Assigned task: After locating the line that contains "positive clicks: (166, 344) (175, 362)" in the following entries, reproduce it and each later line exactly, including the last.

Recorded data:
····················

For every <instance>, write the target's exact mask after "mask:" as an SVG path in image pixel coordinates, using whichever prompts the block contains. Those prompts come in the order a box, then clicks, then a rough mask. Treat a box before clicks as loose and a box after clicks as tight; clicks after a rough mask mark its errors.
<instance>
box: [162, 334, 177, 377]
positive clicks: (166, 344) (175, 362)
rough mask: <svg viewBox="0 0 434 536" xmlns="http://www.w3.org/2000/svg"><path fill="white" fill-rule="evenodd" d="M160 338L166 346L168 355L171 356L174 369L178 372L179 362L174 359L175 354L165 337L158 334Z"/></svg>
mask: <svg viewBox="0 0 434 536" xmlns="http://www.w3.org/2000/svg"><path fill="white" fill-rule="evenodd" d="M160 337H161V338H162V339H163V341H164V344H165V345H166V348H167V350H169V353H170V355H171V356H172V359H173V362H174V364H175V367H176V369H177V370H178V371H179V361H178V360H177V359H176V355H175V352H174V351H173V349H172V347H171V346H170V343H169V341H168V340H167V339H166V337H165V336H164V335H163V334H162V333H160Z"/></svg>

····················

Task solution:
positive clicks: (166, 344) (175, 362)
rough mask: <svg viewBox="0 0 434 536" xmlns="http://www.w3.org/2000/svg"><path fill="white" fill-rule="evenodd" d="M160 338L166 346L168 355L171 356L174 369L178 372L179 362L174 359L175 354L165 337L158 334Z"/></svg>
mask: <svg viewBox="0 0 434 536" xmlns="http://www.w3.org/2000/svg"><path fill="white" fill-rule="evenodd" d="M160 337H161V338H162V339H163V341H164V344H165V345H166V348H167V350H169V353H170V355H171V356H172V359H173V362H174V364H175V367H176V369H177V370H178V371H179V361H178V360H177V359H176V355H175V352H174V351H173V349H172V347H171V346H170V343H169V341H168V340H167V339H166V337H165V336H164V335H163V334H162V333H160Z"/></svg>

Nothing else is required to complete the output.